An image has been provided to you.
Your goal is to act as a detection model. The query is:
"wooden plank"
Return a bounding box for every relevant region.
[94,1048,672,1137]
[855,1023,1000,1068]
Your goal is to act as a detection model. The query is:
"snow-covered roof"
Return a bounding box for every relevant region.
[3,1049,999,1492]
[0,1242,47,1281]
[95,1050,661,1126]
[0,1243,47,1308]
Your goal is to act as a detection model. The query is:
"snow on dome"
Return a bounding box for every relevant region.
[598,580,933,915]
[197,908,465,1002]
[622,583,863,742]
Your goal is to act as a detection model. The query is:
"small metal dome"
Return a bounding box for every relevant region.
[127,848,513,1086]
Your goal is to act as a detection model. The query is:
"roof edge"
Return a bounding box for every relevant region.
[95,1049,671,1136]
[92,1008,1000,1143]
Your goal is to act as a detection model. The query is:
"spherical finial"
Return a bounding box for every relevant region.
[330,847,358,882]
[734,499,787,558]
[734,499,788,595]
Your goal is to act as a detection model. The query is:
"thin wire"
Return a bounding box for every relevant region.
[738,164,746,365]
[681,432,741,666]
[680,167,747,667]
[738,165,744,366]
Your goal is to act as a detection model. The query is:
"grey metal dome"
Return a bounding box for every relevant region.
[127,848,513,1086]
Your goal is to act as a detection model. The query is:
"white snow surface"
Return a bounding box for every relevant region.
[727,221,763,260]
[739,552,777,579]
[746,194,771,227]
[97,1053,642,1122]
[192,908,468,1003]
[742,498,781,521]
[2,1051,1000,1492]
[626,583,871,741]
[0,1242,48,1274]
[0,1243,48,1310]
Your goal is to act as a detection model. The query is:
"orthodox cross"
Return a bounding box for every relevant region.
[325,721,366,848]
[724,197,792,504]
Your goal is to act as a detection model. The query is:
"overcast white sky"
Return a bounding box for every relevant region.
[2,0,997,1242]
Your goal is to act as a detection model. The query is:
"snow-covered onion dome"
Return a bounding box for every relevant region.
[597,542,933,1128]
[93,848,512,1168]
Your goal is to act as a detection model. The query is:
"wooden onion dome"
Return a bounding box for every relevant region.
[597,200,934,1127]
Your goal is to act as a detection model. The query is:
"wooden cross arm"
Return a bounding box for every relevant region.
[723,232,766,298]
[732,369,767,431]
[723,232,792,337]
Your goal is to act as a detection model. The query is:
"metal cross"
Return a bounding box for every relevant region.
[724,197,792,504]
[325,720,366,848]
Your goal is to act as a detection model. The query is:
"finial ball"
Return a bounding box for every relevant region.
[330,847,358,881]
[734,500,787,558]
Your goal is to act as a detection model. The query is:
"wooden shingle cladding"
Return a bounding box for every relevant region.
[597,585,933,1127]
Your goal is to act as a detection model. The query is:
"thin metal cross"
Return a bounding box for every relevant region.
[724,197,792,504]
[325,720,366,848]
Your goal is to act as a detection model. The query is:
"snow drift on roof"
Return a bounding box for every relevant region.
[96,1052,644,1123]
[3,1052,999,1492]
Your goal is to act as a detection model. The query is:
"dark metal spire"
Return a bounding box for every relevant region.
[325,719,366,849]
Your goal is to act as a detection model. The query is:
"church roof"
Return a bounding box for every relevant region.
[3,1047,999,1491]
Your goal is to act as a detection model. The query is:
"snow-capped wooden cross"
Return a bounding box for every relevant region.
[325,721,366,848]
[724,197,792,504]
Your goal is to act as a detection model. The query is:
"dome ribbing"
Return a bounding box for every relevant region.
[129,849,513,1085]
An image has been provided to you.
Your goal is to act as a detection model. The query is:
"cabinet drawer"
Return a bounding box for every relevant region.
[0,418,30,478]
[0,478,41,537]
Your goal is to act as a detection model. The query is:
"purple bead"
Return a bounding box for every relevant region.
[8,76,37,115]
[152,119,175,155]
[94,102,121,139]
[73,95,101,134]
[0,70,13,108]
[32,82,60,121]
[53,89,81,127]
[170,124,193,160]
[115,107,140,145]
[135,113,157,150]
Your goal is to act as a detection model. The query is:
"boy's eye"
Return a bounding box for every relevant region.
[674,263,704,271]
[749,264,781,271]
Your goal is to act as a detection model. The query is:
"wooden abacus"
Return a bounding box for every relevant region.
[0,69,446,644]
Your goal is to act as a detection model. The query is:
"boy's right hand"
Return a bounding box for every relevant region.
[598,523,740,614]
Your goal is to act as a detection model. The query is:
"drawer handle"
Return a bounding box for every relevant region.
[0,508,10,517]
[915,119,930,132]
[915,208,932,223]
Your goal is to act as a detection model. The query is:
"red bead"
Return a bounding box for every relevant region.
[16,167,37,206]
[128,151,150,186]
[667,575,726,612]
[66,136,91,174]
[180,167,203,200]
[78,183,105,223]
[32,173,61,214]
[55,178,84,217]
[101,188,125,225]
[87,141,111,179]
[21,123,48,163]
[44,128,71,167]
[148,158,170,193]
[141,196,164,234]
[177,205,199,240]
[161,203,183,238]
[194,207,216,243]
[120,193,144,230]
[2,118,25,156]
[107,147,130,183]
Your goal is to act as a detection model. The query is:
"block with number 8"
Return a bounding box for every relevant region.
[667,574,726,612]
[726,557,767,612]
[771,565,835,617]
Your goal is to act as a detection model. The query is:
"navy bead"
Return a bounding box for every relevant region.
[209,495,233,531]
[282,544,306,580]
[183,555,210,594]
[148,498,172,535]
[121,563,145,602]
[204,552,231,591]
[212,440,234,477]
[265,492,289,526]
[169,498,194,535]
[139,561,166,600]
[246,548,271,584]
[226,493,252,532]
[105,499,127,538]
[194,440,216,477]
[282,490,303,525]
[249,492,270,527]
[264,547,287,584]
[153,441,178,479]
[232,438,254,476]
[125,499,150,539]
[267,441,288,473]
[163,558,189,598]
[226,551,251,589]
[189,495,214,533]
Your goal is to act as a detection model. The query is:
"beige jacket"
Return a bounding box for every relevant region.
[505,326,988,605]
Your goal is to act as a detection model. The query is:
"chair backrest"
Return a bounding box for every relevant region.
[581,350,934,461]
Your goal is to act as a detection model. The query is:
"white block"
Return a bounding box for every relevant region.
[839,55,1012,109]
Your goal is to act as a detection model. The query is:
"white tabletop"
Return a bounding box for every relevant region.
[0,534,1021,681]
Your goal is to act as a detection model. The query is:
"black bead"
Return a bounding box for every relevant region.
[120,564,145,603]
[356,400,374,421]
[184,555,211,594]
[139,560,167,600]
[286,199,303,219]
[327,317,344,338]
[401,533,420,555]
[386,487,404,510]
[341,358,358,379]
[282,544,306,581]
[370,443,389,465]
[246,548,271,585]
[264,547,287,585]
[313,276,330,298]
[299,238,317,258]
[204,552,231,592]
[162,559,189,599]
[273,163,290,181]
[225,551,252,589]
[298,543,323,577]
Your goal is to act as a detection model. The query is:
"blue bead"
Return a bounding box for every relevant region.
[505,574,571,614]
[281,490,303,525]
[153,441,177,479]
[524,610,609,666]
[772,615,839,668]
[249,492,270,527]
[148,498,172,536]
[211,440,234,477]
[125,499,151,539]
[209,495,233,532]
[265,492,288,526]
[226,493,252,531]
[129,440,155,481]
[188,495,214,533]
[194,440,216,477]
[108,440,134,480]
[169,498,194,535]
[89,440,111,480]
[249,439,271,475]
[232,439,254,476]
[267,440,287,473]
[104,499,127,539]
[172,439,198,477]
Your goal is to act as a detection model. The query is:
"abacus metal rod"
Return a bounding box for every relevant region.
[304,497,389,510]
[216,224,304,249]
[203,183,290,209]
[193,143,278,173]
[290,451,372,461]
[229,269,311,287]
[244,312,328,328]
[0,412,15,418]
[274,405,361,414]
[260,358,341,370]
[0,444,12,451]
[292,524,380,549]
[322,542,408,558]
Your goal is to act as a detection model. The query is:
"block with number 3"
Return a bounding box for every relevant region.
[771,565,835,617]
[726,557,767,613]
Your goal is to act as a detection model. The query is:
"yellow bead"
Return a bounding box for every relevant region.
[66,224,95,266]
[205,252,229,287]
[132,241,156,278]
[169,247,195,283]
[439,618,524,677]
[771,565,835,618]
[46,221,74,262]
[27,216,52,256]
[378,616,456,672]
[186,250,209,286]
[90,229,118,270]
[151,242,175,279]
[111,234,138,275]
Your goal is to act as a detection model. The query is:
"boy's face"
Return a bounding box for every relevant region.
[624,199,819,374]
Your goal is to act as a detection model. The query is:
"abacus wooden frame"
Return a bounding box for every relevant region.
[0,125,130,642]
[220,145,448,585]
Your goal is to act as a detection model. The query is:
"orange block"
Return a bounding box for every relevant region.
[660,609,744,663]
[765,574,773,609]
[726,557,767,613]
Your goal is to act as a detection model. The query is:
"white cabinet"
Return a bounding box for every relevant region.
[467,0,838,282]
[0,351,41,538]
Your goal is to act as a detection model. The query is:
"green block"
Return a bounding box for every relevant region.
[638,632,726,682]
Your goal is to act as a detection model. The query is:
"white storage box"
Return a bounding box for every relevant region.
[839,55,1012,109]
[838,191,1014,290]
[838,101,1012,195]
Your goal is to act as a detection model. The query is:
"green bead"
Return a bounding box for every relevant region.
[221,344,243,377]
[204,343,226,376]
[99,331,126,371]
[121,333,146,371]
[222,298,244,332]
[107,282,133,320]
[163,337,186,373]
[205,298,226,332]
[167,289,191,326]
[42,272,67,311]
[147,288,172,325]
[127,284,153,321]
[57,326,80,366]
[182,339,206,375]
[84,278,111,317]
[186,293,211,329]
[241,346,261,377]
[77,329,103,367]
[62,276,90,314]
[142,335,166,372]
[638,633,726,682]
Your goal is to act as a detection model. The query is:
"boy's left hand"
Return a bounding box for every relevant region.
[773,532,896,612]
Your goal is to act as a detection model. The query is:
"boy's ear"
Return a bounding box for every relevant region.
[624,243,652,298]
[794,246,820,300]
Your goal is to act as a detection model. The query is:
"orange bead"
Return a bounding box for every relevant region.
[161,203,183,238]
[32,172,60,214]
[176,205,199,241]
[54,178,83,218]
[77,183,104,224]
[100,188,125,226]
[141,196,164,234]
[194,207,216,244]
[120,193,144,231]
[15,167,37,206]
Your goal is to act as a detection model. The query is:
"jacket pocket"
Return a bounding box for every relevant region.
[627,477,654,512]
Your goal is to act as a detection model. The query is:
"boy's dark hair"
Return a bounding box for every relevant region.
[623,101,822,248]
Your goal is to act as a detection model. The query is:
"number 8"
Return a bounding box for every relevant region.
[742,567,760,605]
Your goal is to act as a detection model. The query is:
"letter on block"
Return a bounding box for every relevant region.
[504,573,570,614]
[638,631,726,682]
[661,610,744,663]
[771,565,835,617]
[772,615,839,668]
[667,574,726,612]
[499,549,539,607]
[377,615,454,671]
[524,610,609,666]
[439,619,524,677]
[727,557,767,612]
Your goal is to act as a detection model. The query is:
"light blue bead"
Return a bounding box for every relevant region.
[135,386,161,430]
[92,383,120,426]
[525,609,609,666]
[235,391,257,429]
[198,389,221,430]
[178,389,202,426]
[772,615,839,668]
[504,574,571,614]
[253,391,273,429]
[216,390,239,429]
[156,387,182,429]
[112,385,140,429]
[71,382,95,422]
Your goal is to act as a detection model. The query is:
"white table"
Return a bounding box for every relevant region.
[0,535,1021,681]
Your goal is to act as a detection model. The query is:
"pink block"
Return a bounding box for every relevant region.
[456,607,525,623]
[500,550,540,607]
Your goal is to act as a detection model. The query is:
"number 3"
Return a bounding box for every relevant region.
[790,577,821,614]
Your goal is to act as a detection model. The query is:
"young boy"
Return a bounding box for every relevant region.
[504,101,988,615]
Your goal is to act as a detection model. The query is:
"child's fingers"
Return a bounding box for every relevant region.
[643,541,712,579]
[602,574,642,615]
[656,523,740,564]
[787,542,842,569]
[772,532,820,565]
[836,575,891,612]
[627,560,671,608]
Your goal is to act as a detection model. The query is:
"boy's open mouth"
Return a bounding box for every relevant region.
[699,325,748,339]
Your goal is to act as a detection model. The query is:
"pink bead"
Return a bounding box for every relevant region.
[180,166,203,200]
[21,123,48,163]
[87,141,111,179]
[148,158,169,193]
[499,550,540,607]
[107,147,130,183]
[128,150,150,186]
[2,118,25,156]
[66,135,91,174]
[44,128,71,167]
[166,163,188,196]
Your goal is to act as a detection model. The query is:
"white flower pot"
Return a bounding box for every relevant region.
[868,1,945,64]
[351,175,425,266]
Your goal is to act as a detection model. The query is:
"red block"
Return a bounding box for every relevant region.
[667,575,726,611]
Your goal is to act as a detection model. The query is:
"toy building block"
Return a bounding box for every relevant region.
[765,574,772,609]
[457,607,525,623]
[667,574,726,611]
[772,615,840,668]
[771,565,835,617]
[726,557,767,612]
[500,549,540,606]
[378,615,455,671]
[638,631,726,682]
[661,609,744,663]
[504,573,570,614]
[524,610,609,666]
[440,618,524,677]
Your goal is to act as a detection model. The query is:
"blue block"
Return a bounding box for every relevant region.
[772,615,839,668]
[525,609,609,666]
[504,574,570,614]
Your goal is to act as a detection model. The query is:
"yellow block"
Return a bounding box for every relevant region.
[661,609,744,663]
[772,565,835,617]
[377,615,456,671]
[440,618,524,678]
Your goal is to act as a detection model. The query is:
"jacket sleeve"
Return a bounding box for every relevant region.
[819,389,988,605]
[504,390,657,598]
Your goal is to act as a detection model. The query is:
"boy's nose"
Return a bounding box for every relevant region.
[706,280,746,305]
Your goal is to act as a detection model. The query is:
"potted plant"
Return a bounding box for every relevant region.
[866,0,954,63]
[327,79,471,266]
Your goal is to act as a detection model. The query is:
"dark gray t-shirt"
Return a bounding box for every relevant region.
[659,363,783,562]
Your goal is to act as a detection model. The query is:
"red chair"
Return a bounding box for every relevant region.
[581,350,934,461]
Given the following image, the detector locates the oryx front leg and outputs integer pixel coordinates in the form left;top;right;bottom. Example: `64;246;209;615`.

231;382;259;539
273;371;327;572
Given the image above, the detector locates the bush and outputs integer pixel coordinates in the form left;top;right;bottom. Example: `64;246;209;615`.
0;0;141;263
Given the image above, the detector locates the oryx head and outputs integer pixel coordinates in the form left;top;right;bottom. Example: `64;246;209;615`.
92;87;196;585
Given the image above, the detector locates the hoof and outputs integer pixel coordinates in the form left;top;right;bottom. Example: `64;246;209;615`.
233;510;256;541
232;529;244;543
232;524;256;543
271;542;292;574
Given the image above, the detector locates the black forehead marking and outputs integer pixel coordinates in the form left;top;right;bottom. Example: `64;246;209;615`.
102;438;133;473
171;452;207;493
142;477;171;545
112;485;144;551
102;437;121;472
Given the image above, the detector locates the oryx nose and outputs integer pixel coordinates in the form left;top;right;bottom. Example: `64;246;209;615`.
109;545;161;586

§

:: Required action ::
Wherever the string "snow" occurs in the records above, copy that line.

:: Result below ::
"snow-covered roof"
"snow on dome"
"white snow surface"
"snow-covered onion dome"
"snow drift on roof"
"snow-capped wooden cross"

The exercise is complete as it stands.